[Opening Provided passage section]
The TVA Act of 1933 created the Tennessee Valley Authority and gave the Authority oversight of the entire Tennessee River watershed, which includes the Ocoee. In 1939, a U.S. Supreme Court ruling forced TEPCO to sell TVA its assets, which included the tract for Ocoee No. 3. While TVA identified the Ocoee No. 3 site as part of its Hiwassee Valley surveys in 1934, the idea for the dam received little attention until the outbreak of World War II in Europe sparked a need for increased aluminum production at the ALCOA plant in Alcoa, Tennessee, which required large amounts of electricity. The Ocoee No. 3 project, along with several other dam projects in the Hiwassee watershed, was authorized on July 16, 1941. Construction began the following day.

Most of the land necessary for the construction of Ocoee Dam No. 3 and its reservoir had been obtained from TEPCO, and thus no residential or cemetery relocations were necessary. Work progressed at a steady pace, and the dam was completed on August 15, 1942. The diversion tunnel was completed in November of the same year, but budget delays prevented the dam's generator from becoming operational until April 30, 1943.
[Closing Provided passage section]
[Opening Records section]
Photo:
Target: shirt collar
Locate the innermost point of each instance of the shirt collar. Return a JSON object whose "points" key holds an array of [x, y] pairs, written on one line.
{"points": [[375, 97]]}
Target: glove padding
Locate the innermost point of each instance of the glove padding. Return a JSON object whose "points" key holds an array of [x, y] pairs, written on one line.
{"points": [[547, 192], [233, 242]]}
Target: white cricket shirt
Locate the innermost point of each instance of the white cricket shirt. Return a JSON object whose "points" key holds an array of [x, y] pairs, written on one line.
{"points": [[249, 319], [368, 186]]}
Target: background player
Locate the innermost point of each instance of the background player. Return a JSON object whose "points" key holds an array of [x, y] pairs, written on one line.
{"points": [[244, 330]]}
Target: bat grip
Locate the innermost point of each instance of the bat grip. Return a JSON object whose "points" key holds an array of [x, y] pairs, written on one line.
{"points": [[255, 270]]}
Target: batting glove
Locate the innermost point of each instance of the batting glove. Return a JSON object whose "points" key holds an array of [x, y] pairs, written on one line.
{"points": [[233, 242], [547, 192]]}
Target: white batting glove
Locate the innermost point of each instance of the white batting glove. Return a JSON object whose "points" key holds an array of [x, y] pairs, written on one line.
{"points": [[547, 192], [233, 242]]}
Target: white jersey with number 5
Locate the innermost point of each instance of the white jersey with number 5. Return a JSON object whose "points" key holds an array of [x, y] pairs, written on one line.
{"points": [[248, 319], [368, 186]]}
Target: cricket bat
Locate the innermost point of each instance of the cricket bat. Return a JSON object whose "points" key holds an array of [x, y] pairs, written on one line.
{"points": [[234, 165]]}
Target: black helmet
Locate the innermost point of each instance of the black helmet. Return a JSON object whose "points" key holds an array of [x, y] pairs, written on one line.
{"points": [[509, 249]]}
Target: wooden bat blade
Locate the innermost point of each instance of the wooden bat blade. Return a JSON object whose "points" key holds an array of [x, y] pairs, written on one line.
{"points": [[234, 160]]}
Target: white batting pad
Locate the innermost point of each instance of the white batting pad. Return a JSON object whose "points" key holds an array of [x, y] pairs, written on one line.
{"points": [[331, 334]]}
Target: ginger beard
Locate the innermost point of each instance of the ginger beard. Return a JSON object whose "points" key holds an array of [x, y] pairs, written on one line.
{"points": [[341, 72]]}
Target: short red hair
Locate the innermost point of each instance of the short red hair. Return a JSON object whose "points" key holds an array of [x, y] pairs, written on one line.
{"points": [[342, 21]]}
[Closing Records section]
* _Instructions to follow_: Continue the account of Ocoee Dam No. 3's history after its last sentence.

* _Written answer_:
===February 2008 sediment analysis===

On February 11, 2008, a team from Yonsei University tested mud from the bottom of Ocoee Lake No. 3 and found it contained metals like iron, aluminum, manganese, copper, zinc and lead. In a paper published under the title "Metal release from bottom sediments of Ocoee Lake No. 3, a primary catchment area for the Ducktown Mining District ", the researchers discovered that about one-sixth of the mud dissolved quickly in a strong acid solution. When the water above the mud became slightly more acidic—dropping from a pH of 6.4 down to 5.9, such as from light acidic rainfall—a large amount of those metals seep into the water column. At the lowest pH tested by the researchers (2.6), lead levels in the water jumped over two thousand times, copper by 160 times, and zinc by 21 times. The researchers concluded across multiple tests that activities such as stirring up sediment, dredging, removal of the dam, light acid rain, or acid spill has the potential to release these toxic metals into the water in large quantities.

===January 2009 sludge release===

On January 4, 2009, TVA released a substantial amount of contaminated sludge-like material from the Ocoee No. 3 Reservoir into the Upper Ocoee immediately downstream, killing an undetermined number of fish and covering the river with a 3.5 ft layer of "foul-smelling" sludge as far downstream as the Ocoee No. 2 Reservoir. The sludge was filled with contaminants— including copper, iron, and zinc— left over from the mining operations that once denuded the Ducktown Basin, which is adjacent to the Ocoee No. 3 reservoir. The release polluted the Ocoee Whitewater Center, which is two miles (3 km) downstream from Ocoee Dam No. 3.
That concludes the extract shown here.